| Activity |
Your answer should be every line of the records that contains the word "this".

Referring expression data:
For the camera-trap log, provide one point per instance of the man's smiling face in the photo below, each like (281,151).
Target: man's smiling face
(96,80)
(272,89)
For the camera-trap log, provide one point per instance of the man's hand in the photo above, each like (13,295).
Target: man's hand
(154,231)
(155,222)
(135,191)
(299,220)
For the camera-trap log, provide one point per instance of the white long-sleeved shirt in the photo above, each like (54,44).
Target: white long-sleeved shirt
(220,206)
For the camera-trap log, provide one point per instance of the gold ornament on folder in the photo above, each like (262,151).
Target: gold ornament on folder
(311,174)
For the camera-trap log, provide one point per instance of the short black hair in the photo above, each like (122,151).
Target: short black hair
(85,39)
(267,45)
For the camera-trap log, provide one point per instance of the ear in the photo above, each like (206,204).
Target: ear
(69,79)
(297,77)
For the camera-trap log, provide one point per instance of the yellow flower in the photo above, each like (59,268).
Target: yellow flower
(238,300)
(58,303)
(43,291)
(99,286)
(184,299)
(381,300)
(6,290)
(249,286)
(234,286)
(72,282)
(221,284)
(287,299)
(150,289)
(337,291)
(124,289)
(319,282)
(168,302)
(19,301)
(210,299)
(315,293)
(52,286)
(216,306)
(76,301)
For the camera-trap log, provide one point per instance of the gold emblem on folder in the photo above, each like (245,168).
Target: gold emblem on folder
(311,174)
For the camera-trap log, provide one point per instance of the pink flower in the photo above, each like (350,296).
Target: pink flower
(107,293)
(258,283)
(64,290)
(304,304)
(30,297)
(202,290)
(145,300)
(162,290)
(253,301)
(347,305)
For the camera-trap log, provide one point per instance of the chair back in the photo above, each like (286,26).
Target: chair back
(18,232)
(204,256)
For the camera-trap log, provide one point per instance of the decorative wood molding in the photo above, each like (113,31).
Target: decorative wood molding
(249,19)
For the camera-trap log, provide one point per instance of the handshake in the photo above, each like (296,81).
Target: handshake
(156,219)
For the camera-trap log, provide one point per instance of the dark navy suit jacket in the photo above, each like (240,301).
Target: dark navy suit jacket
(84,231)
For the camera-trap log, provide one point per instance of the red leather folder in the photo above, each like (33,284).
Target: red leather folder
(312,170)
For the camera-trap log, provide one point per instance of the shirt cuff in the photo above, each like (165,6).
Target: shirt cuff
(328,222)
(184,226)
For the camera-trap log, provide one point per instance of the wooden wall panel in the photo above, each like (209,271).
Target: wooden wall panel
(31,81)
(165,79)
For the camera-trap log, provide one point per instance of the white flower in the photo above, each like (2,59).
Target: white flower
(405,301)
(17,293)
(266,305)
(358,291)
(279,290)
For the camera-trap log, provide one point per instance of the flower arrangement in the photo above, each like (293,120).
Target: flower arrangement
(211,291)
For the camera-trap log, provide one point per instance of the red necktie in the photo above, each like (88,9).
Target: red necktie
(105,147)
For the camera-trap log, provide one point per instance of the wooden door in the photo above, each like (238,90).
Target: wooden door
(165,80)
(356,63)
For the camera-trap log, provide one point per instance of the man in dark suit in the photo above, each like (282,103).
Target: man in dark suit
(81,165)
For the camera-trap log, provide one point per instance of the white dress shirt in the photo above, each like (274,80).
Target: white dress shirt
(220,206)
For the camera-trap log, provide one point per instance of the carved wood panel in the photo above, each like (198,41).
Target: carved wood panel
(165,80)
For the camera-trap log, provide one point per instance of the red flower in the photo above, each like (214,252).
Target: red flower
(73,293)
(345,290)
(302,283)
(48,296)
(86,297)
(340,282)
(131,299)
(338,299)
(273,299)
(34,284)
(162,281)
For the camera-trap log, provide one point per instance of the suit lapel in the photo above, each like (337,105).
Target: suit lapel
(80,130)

--

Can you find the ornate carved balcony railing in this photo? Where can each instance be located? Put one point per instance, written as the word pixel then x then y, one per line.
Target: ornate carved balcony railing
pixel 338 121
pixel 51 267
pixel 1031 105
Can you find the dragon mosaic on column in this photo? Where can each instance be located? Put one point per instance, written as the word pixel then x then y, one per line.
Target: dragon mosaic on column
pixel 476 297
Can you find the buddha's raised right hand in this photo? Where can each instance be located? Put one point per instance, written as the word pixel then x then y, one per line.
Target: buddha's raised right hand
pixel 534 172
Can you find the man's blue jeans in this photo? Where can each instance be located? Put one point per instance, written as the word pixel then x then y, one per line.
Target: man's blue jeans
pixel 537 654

| Your response |
Can you find the ornate carved balcony railing in this photo? Where can each instance be located? Put one point per instance, written as the word pixel then x then y, one per line.
Can you find the dragon mosaic on column in this photo? Where can each instance be located? Put one point per instance, written as the word pixel then x then y, one per line.
Can you find the buddha's raised right hand in this photo? Where can each instance be located? Put one point per instance, written as the word pixel then x then y, one per line.
Can you find the man's blue jeans in this photo? Where can each instance be located? Put one point per instance, written as the word pixel then x then y, one per line.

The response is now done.